-- Your task --
In all the entries below, replace "green leaf" with "leaf" and write the lines out again with nothing else changed. Leave out the pictures.

-- Listing --
-=-=-

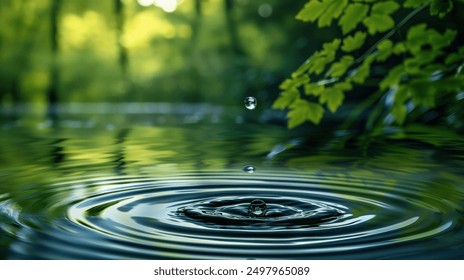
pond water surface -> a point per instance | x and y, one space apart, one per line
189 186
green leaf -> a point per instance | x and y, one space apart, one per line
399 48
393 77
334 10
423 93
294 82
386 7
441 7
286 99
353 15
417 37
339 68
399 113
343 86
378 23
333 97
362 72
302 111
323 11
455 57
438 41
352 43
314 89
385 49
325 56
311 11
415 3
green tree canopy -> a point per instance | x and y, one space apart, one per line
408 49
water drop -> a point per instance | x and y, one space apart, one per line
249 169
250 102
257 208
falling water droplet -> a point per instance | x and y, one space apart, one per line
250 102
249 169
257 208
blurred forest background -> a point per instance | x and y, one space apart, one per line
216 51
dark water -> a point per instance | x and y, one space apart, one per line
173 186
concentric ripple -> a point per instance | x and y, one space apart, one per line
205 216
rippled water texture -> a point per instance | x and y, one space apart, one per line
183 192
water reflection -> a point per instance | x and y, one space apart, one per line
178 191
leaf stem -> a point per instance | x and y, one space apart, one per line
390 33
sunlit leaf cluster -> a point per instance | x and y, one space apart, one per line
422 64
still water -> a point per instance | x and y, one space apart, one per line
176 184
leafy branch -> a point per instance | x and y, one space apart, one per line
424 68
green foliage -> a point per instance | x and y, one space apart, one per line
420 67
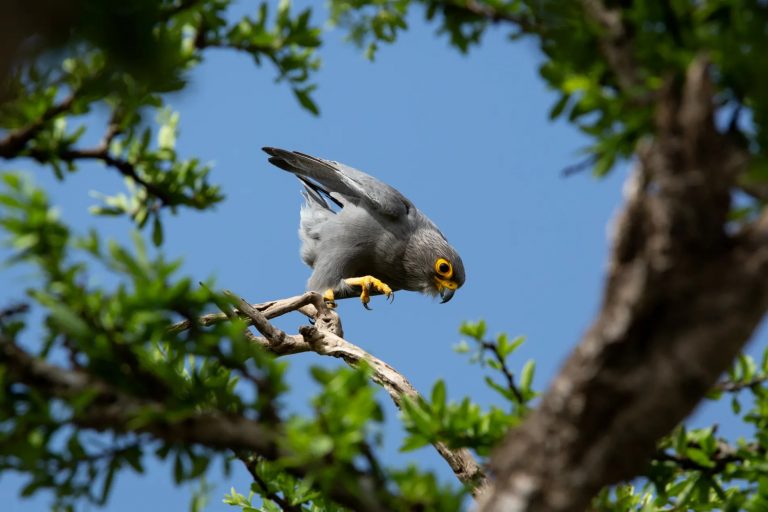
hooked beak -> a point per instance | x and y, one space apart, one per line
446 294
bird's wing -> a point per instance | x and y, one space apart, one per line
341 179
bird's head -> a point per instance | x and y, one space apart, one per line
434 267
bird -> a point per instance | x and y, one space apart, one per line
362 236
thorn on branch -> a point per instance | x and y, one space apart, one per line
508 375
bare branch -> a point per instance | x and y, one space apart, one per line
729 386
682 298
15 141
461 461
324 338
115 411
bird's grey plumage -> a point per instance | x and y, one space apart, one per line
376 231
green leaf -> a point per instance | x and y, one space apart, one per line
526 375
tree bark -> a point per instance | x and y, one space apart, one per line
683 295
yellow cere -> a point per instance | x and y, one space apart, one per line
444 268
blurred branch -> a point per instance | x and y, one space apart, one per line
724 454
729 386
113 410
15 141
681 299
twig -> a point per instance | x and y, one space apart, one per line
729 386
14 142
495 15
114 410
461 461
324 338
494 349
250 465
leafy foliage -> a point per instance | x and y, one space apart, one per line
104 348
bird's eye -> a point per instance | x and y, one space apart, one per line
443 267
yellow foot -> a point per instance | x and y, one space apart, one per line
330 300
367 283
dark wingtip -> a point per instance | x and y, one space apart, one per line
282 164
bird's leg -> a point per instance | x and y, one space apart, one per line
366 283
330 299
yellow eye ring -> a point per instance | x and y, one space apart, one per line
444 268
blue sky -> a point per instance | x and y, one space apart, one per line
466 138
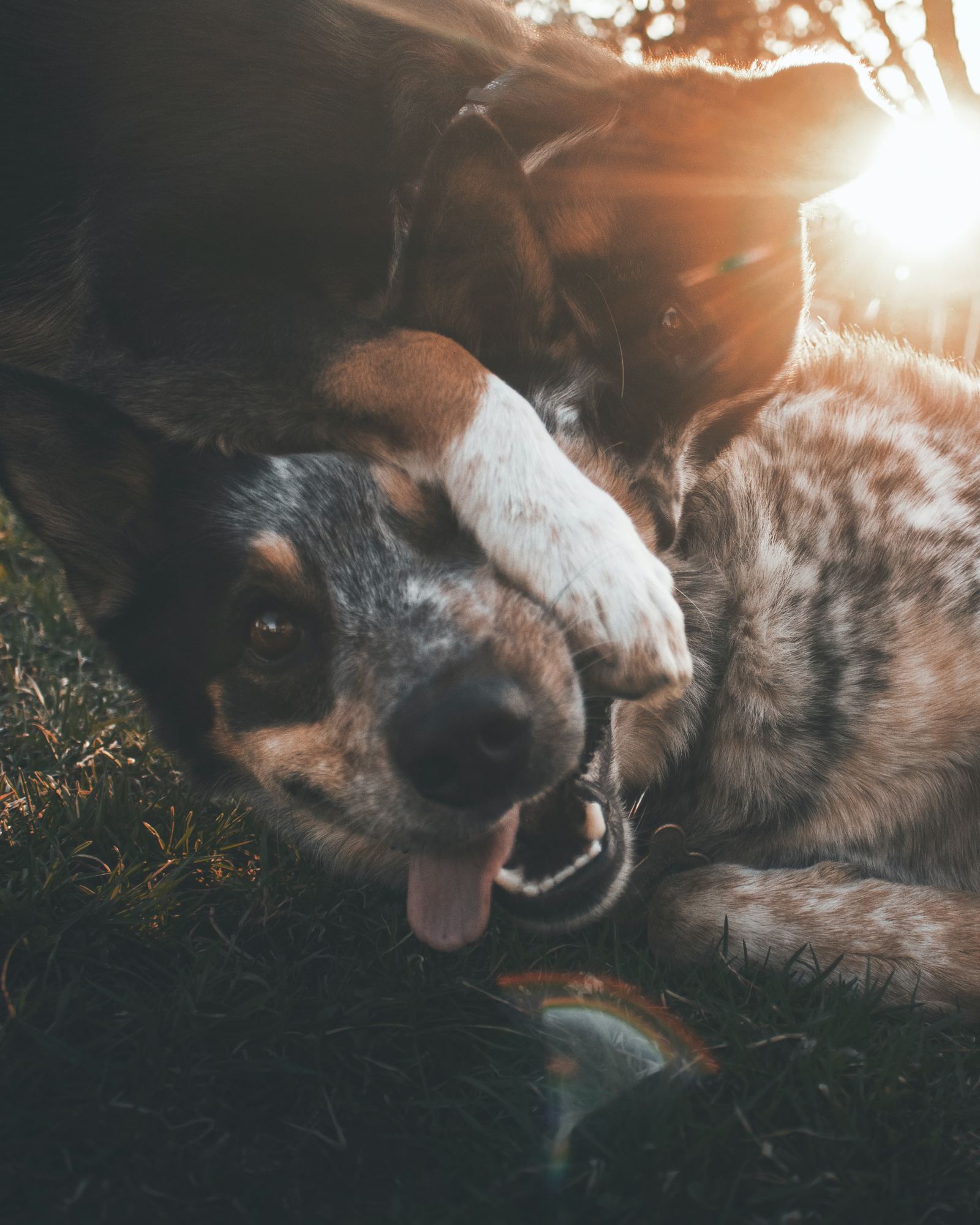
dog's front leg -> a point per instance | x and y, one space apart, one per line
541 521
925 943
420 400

-=-=-

-- Result --
pond water surface -> a point per instance | x and y, one space apart, one per line
189 186
leaf -> a point per instance | x and y, one space apart, one per line
399 48
393 77
334 10
423 93
294 82
386 7
441 7
286 99
353 15
417 37
339 68
399 113
343 86
378 23
333 97
362 72
302 111
323 11
455 57
438 41
352 43
314 89
385 49
325 56
311 11
415 3
green tree canopy -> a point per instance | x and y, one space apart, one per line
408 49
water drop -> a point per instance | x and y, one space apart, one per line
249 169
250 102
257 208
falling water droplet -> a point per instance | x and y, one space apart, one per line
250 102
249 169
257 208
blurred forest background -> a point per instance | x and y, one space apart, one per line
216 51
dark water -> a point per instance | x and y, one space apart, one per line
173 186
concentric ripple -> a point per instance | x and y, one space apart, one per line
205 216
rippled water texture -> a point per instance | x and y, one space apart, one per line
183 192
water reflection -> a point per instance | x and y, one space apart, one per line
178 191
leaf stem -> a point per instance | x and y, one space apart, one per line
390 33
sunlit leaf cluster -> a point per instance | x and y, one space apart, one per line
422 64
still water -> a point per instance | x and y, one space apart, one per line
176 184
leafy branch -> a point per instance | x and y, one space apart, one per line
424 68
green foliage -> a point per instance | x and y, one space apart, one per line
420 67
hooked beak -> a point per instance | x and y, one space apart, one per line
446 294
bird's wing -> a point per instance | x and y, one space apart, one per line
341 179
bird's head -> a point per instance | x and y, one space apart, one per line
434 267
bird -> a point per instance | x and y, one space apart, one per line
362 236
thorn on branch -> a point per instance | x and y, one space apart, one per line
508 375
bare branch -> a point per instance | x and y, one space apart, one per line
729 386
682 298
15 141
461 461
324 338
115 411
bird's grey plumage -> a point per instance | x and y, one space apart, one per line
376 231
leaf -> a point per instance | x and y, one space apart, one per line
526 375
tree bark -> a point per instance | x and y, one space apart, one per line
683 295
yellow cere -> a point per instance | x and y, one space apart, one per line
444 268
blurred branch -> a point per instance | x and y, one space apart, one per line
724 454
729 386
113 410
15 141
681 299
twig -> a point per instance | x and y, one space apart, one per line
729 386
14 142
495 15
114 410
461 461
324 338
494 349
250 465
leafy foliage -> a point per instance | x and y, one space apart, one per line
104 348
bird's eye -> a point per instance | x and y, one space apart, one per line
443 267
yellow foot -> a point per instance | x and y, one space apart, one per line
330 300
367 283
dark wingtip -> a point per instance | x and y, one space apart, one per line
282 164
bird's leg -> a point per instance | x and y, one space apart, one per line
366 283
330 299
yellow eye ring -> a point per instance | x and y, one space apart, one per line
444 268
blue sky -> a point per instance | x and y, one space apart, one per line
466 138
dog's front leg -> a point per instance | x and y, one space apart, one per line
541 521
925 943
420 400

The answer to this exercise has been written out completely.